__Task goal__
Copy every one of the rows below verbatim, with no character changed.

* START *

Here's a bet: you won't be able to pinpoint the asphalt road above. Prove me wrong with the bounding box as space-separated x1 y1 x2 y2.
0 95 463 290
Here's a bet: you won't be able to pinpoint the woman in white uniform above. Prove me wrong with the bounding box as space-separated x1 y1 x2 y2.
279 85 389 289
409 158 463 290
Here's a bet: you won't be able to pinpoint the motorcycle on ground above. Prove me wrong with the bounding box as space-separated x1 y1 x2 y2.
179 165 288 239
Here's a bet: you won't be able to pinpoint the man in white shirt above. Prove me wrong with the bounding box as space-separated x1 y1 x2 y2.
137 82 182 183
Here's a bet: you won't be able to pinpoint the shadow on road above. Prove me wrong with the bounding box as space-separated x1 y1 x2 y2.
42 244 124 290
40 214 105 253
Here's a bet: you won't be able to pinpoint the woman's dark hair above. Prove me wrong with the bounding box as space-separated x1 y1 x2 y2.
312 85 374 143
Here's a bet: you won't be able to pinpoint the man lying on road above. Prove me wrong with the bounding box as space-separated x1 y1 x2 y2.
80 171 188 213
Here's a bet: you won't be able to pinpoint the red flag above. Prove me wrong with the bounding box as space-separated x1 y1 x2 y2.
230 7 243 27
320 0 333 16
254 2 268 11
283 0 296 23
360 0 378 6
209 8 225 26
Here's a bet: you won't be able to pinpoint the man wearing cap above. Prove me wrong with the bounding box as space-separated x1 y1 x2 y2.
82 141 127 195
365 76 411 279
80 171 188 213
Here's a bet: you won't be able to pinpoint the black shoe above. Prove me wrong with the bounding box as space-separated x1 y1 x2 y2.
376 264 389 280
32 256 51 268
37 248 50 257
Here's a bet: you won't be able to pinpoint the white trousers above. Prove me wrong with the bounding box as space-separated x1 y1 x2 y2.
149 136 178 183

* END *

__Response to this exercise__
Here's a bet: you won't be able to pinpoint the asphalt road above. Prove me wrong with the bounding box as space-separated x1 y1 x2 y2.
0 95 463 290
Here's a bet: you won't be able to pinpoint the woman in white uniform above. Prove me wrong with the bounding box as space-separated x1 y1 x2 y2.
279 85 389 289
409 158 463 290
Here's a bet: you won't be able to pinpoint the motorcycle on ground above. Prove me wrong with the bounding box as space-separated x1 y1 x2 y2.
179 165 288 239
Here's a bet: you won't be able to pinpoint the man in white shirt above. Prove me wrong with the bounding box as space-separated x1 y1 x2 y2.
137 82 182 183
Here's a bet: you won't be able to pinpoint the shadow on road above. Prove me wrong with the bounding box as space-separated x1 y1 x2 y2.
42 244 124 290
40 214 105 253
Here's a bet: you won't be able to pinpoint the woman's dark hair above. Prove me wrong with the bounding box as space-separated x1 y1 x2 y2.
312 85 374 143
Here's a bet: you won't be able to pinpoint the man lying on road above. Prove me wrong with the bounding box as space-separated x1 y1 x2 y2.
80 171 188 213
Here's a bet: you won't be able to pinpoint the red flag above. Prove me wrong with the bounding box as space-separated x1 y1 x2 y2.
230 7 243 27
320 0 333 16
254 2 268 11
283 0 296 23
360 0 378 6
209 8 225 26
Here's a bet: you won't be able to pinpoint the man wearing cap above. Prove me wrong with the bounding box as space-separated x1 y1 x2 y2.
82 141 127 195
365 76 411 279
80 171 188 213
Here's a bet: you won't be able to pinpoint the black shoe above. Prove me wrong with the bounding box as space-separated x1 y1 x2 y2.
376 264 389 280
32 256 51 268
37 248 50 257
Here's a bet: you won't be able to pinpoint the white trousers above. Prove me wrong with the bounding box as space-separated x1 y1 x2 y2.
149 136 178 183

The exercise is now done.